1. An optimization is not a guarantee. Optimizations can be turned off, while a given algorithm may not work unless a return_call is used.
2. Even if the optimization is mandatory starting from a given Swift version, a program relying on said optimization will compile without warning on an earlier version of Swift, only to later fail at run time. When trying to compile a program that relies on a later version of Swift, using an earlier version of Swift, it is better to receive a syntax error at compile time, then hit an unexpected error at run time.
3. TCO, being an optimization, has to ensure the semantics of return are maintained. For instance, it cannot apply in the presence of defer or do-try. Not only that, it would "fail" without issuing any warning or error during compile time. The program would, instead, fail unexpectedly at run time.
4. Likewise, TCO cannot play well with ARC. The mere presence of a local reference variable makes reference handling that much more complex, if the dereference cannot occur after the callee returns.
5. While return_call takes less memory than return, it is not guaranteed to be faster. As such, it should be up to the developer to decide when to use it, and when not to.

Alternative syntax

Other possible names for the new syntax:

tail return
tail_call
tailcall
return continue
goto

Parameters

There is no semantic reason why the callee and caller would be required to have the same parameters. But it may simplify implementation if they are. This aspect is open for debate.

Reliable tail calls in Swift would definitely require an explicit tail call syntax. However, to support cross-function and non-sibling tail calls, we would also need to know that a callee is intended to be tail-callable, since the usual platform calling convention ABI is not amenable to guaranteeing tail calls. With a @tailCallable attribute on the callee, we would be able to emit the callee with a convention that can guarantee tail calls. Maybe we can infer when a function is the callee of a tail call for local functions that are tail-called in the same file, but it would need to be explicit if a module wants to export public API as tail callable.

It'd be interesting to think about how a reswitch feature could be made to lower to the sort of array address lookup you're hoping for. It seems like basically you want the enum's case representations to directly be the case label addresses you want to jump to. If the enum was defined locally in the same scope as the single switch that dispatches over it, maybe an optimization pass could do that transformation.

I don't understand why the ABI of the callee is relevant. Rather, the caller should just deallocate its own stack frame, and then make the call in the context of the parent, just as if the parent had implemented a trampoline.

This still leaves a stack frame allocation and deallocation, but this can be optimized, in platforms that support it, to a goto which skips the stack frame allocation in the callee. This is where forcing the same parameter list can help implementation, because it means the caller's stack frame can be used as-is. Still, this is, to a certain extent, an implementation detail.

Obviously, adding a @tailCallable attribute makes things much simpler. The callee simply never allocates a stack frame, and can only be called via goto, thereby making it, for all intents and purposes, a label.

- **Dataset rows**:

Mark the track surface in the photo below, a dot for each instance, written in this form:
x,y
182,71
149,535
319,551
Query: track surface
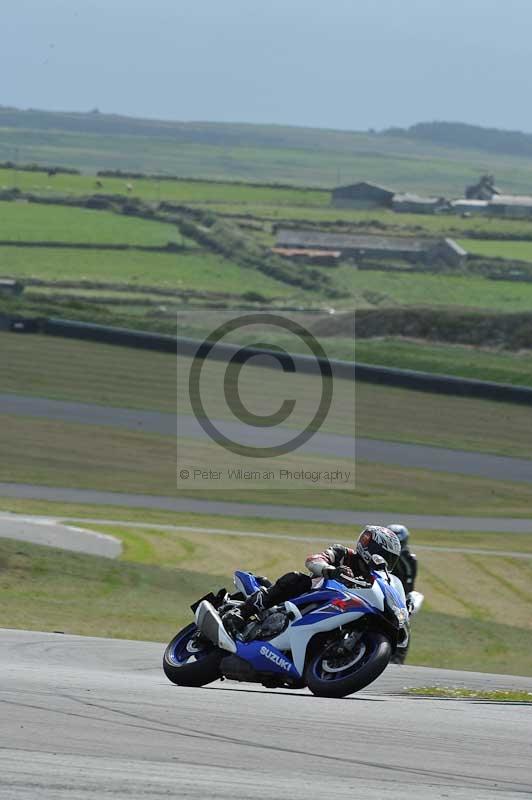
x,y
265,511
84,718
55,533
482,465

- **Required work**:
(A) Summarize the Swift tail-call discussion in two sentences.
(B) Print the part of the Swift tail-call discussion from "There is no" up to and including "as tail callable.".
(C) Carry on the Swift tail-call discussion after its final sentence.

- **Task results**:
(A) The discussion argues for an explicit return_call syntax over tail-call optimization, since optimizations can be turned off, cannot apply with defer or do-try (failing without warning until run time), do not play well with ARC, and are not guaranteed to be faster. Replies list alternative names, debate whether caller and callee must share parameters, and propose a @tailCallable attribute so the callee can be emitted with a convention that guarantees tail calls.

(B)
There is no semantic reason why the callee and caller would be required to have the same parameters. But it may simplify implementation if they are. This aspect is open for debate.

Reliable tail calls in Swift would definitely require an explicit tail call syntax. However, to support cross-function and non-sibling tail calls, we would also need to know that a callee is intended to be tail-callable, since the usual platform calling convention ABI is not amenable to guaranteeing tail calls. With a @tailCallable attribute on the callee, we would be able to emit the callee with a convention that can guarantee tail calls. Maybe we can infer when a function is the callee of a tail call for local functions that are tail-called in the same file, but it would need to be explicit if a module wants to export public API as tail callable.

(C)
As for doing it using reswitch, I don't think it's doable. The reason is the disjoint between the storage of the opcodes (as labels), and the actual switch. Even if you represent the opcodes as an enum, and even if you allow the optimizer to replace the enum from an integer type to addresses to code, it would only be able to work under the assumption that the switch is the only switch in the entire program using the enum. Otherwise, it has no way to obtain the addresses.

Remember that the translation from opcodes to addresses is done outside the switch, potentially in a completely separate file (It's certainly a separate file in WAMR). So without some sort of explicit syntax to indicate "this is the switch from which addresses should be taken", there's no way to bridge the two.

P.S. Even if tail callable methods have to be constructed differently from normal ones, I don't think there's a reason why they'd be exported across module boundaries. Since they are, to a certain extent, a goto-equivalent, they are best used in a small contained algorithm, and not allowed to leak.

P.P.S. I should have probably added some consideration as to how any of this interacts with async. I do think that being able to "delegate" the return to a separate function without awaiting it is potentially useful. Even if I don't have an explicit use case off the top of my mind.

It seems like you want guarantees beyond just (essentially) tail calling…? Because any use of the stack is going to be relatively expensive at the scale of simulating individual processor instructions (e.g. register spills, function arguments). You'd be heavily reliant on the register allocator and compiler in general to minimise stack usage (ideally to the point of ignoring ABI conventions and using distinct sets registers of for "instructions" that are frequently executed sequentially.

(tangentially, I'd love to see the general optimisation of non-overlapping register sets between call-connected functions - I realise stack pushes & pops are relatively cheap, but it still makes me sad seeing bajillions of them even in "fully" optimised code, when it's obvious that every function is basically using the same three or four and ignoring the other twenty-something available GPRs)

More broadly, what's the benefit here vs dynamic code generation, e.g. a JIT compiler? Surely it'd be much faster, in any case, to just compile to the real machine code?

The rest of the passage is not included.